Exercise aim — In the listing below, locate the line containing "In this exercise you will mark each instance of the pistol"; reproduce that line and all lines that follow it, unchanged.

※ ※ ※

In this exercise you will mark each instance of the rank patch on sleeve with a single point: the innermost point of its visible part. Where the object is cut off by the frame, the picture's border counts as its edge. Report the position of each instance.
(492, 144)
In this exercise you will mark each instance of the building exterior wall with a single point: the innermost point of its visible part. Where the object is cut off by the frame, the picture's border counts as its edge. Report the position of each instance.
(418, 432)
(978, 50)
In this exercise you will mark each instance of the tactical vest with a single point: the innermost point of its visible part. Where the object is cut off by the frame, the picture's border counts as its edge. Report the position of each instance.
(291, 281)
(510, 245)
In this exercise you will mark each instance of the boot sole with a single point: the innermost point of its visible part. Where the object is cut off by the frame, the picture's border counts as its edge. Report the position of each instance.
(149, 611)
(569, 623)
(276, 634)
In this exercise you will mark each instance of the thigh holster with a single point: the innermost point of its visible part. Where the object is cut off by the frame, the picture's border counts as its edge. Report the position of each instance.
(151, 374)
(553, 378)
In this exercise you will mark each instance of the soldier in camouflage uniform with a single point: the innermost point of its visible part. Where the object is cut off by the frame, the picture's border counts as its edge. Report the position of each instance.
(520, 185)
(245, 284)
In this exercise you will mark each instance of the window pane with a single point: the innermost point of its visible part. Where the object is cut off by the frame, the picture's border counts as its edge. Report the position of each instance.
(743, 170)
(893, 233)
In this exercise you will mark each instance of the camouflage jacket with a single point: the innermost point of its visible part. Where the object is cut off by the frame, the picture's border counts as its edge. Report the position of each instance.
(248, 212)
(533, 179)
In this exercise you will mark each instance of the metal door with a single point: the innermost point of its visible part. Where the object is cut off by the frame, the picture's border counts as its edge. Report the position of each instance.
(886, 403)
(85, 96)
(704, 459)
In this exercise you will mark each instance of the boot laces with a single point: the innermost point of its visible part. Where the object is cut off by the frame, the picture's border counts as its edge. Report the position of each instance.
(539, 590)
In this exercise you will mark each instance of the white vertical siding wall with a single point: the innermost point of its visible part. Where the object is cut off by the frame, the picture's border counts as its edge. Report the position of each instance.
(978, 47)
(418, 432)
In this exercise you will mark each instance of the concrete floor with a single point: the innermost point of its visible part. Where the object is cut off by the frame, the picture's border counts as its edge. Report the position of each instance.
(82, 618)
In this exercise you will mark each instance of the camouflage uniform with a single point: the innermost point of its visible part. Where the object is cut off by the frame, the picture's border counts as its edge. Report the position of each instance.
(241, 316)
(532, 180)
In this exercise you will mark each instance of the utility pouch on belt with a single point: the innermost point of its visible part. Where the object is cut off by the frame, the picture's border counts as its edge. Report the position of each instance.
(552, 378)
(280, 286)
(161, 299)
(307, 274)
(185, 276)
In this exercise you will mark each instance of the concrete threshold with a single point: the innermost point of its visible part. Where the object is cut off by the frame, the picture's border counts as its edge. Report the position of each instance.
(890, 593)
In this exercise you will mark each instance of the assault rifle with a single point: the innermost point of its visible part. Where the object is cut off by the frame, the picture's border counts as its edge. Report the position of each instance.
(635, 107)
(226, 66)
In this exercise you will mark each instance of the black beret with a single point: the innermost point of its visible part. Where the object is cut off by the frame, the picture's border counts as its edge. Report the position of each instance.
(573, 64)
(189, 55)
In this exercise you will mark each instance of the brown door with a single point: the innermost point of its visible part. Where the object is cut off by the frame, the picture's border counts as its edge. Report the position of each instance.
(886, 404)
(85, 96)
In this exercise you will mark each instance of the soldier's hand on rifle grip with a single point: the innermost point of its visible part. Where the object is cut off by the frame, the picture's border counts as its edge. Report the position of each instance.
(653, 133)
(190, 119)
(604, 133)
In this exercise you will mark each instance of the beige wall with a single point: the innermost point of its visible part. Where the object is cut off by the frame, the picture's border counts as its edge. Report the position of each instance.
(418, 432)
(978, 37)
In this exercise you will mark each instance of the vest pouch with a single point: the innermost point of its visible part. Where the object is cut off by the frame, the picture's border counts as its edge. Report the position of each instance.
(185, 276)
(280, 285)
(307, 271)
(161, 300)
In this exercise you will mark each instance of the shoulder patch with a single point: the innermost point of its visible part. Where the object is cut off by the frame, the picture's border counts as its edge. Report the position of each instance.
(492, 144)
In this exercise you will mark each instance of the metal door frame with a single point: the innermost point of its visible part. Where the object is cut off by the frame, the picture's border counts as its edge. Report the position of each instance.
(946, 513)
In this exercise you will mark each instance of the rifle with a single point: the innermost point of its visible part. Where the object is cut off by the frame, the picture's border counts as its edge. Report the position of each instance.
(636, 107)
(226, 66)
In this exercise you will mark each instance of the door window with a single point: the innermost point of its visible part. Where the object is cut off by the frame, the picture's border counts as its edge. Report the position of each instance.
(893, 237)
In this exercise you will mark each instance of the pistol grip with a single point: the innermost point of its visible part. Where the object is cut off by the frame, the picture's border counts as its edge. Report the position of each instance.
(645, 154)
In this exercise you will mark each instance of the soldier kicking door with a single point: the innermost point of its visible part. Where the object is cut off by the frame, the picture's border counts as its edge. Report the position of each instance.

※ ※ ※

Output of the task —
In this exercise you will mark each instance of the pistol grip with a single point: the innermost point of its visible part. Where the object is cut off by the frame, the picture's border counts as its edge. Report the position of each instance.
(645, 154)
In this exercise you will mark each instance of the soldier kicking door with a single point: the innermost point of its visible part. Where the object is cut off by the frame, the picture's border counts as its edge. Report the position of each instance.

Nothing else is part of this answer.